Task to carry out —
Can you reproduce every one of the records below word for word, leaving the pictures out?

--- begin Provided records ---

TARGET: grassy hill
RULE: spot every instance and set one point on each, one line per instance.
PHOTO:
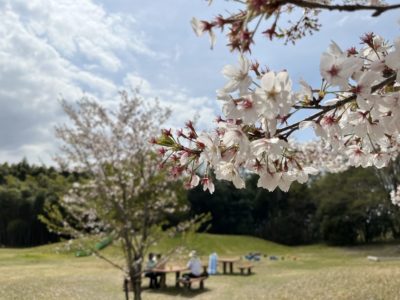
(309, 272)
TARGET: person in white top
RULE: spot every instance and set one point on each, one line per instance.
(194, 266)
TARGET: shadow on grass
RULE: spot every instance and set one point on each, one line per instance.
(174, 291)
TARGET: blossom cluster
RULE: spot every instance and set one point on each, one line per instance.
(354, 114)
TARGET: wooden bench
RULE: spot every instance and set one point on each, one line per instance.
(242, 268)
(187, 282)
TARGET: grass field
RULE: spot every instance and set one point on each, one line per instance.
(311, 272)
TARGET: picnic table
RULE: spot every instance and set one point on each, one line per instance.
(228, 260)
(171, 269)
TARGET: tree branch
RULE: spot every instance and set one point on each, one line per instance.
(325, 109)
(379, 9)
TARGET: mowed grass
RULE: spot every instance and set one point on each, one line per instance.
(311, 272)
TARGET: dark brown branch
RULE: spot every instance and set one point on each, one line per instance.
(338, 104)
(379, 9)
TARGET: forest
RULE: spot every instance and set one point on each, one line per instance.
(359, 212)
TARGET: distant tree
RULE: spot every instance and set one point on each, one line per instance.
(355, 211)
(126, 195)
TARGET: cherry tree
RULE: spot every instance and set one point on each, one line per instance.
(354, 113)
(125, 195)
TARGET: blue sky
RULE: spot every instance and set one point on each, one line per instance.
(70, 48)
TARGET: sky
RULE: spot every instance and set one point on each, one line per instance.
(53, 49)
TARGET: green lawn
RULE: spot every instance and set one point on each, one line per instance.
(312, 272)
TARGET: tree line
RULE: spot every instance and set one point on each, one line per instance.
(347, 208)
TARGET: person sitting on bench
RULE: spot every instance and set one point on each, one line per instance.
(194, 266)
(151, 264)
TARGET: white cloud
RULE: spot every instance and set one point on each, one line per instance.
(42, 48)
(184, 106)
(66, 48)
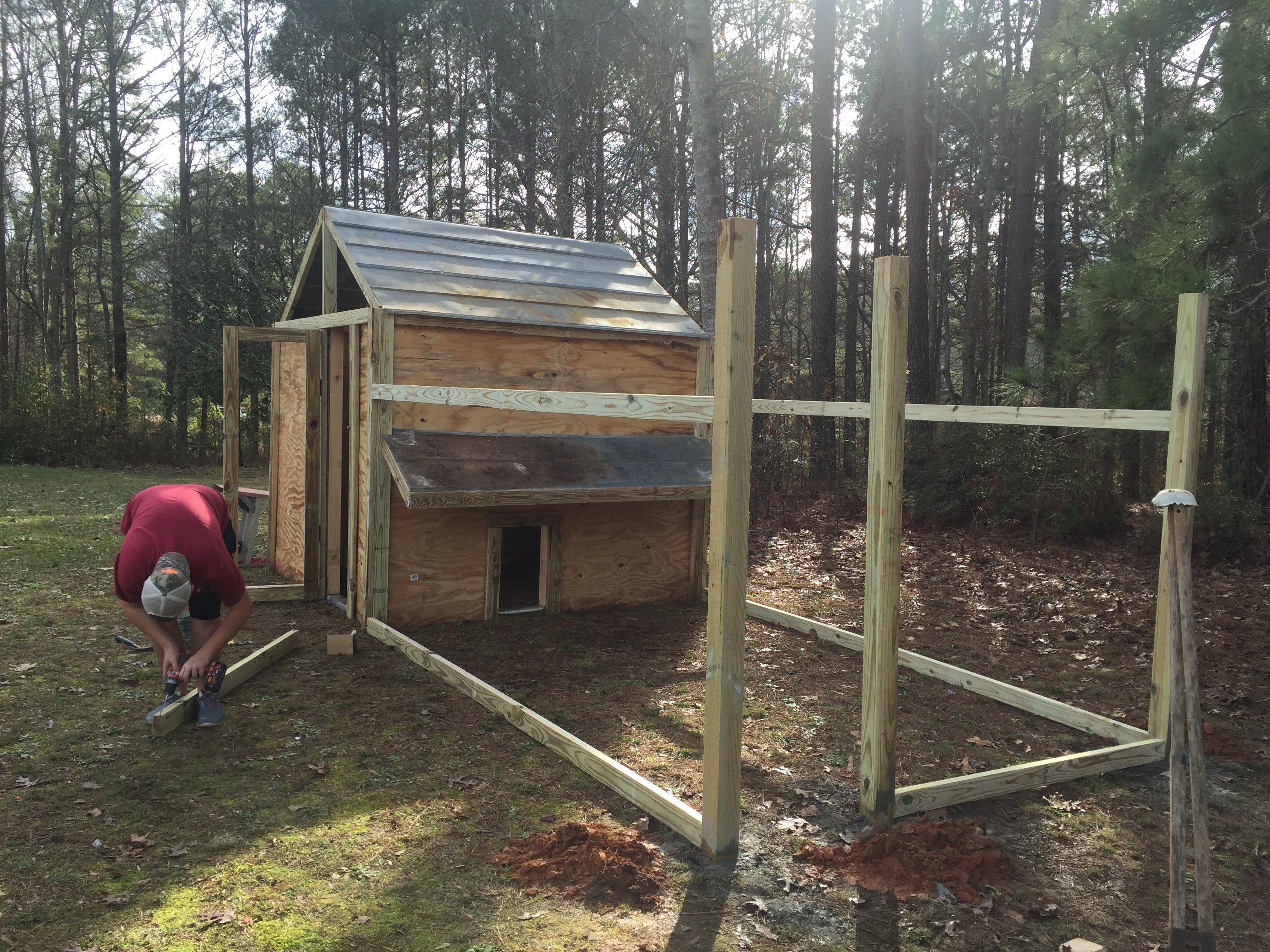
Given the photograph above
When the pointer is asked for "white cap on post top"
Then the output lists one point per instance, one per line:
(1166, 498)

--- end Provided records ---

Completed task —
TARGET: grassy hill
RULE: spot every instance and set one point on each, one line per instance.
PHOTO:
(309, 272)
TARGET: person in white top
RULE: spot every instance and set one point on each, one line per instance.
(194, 266)
TARGET: shadow on grass
RULE: spot every instance and set one point on each, one line per instance.
(174, 291)
TARGET: blossom cluster
RULE: spot every instance and set one point on each, one line per instance.
(354, 114)
TARGET: wooden bench
RULE: spot every instance and set one point on each, one line per instance.
(242, 268)
(187, 282)
TARGET: grass field
RULE: spot every instance and set one point on each, one line per instance.
(311, 272)
TARGET: picnic table
RULE: spot every instance and set one point on each, one line per instance.
(228, 260)
(171, 269)
TARGET: tree branch
RULE: spot every instance and set one point on each, one line per instance.
(325, 109)
(379, 9)
TARGET: mowed grass
RULE: spot every instance and set one point on each, one line per instance.
(311, 272)
TARGET: dark brown branch
RULE: spot every instance and set one point on each, one line per instance.
(338, 104)
(379, 9)
TARGET: forest
RULE: spot every instance and set one point on each, one line per instance.
(359, 212)
TARGET: distant tree
RULE: spot every instance and set one point on each, one line per instance.
(355, 211)
(126, 195)
TARGET: cherry tree
RULE: spot every instance and set one point on each, one line per instance.
(354, 113)
(125, 195)
TARGET: blue sky
RULE: spot every instance and set one point on each, one line per instance.
(70, 48)
TARGET: sky
RULE: spot every instance and set one point on each, one line per instance.
(53, 49)
TARGET: green lawn
RULE: spot every instance and set one point on each, one line per instance.
(312, 272)
TARGET: tree line
RULE: spot every instance and set one point on each, one line per instance.
(347, 208)
TARGET: person sitting on bench
RULE: spot every instance and set one point on each, one line per instance.
(194, 266)
(151, 264)
TARGET: white cloud
RULE: spot every instance and set one point on each, one line per instance.
(42, 48)
(184, 106)
(66, 48)
Given the photograph above
When the pointer is asked for "white cap on post top"
Then the output lists one point per instance, one per line:
(1166, 498)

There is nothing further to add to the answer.